START
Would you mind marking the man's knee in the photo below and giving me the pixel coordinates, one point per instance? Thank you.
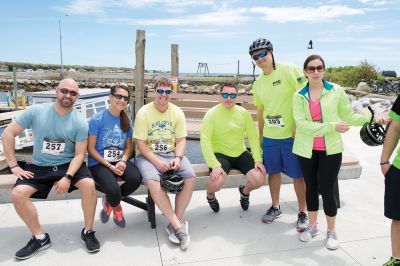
(21, 193)
(255, 178)
(86, 185)
(215, 185)
(189, 182)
END
_PROBLEM STATEMENT_
Format the records above as a two-column CSV with the headers record_text and answer, one row per record, wrapping each field in double quotes and turning line breaks into spaces. Leave the pictures out.

_ANSWER FOR THE TASK_
record_text,answer
"Would you mind marking the man's knee in the photo below and giving me the pixel coordinates, one point per instance? Thank you.","(21, 193) (255, 178) (86, 185) (215, 185) (189, 182)"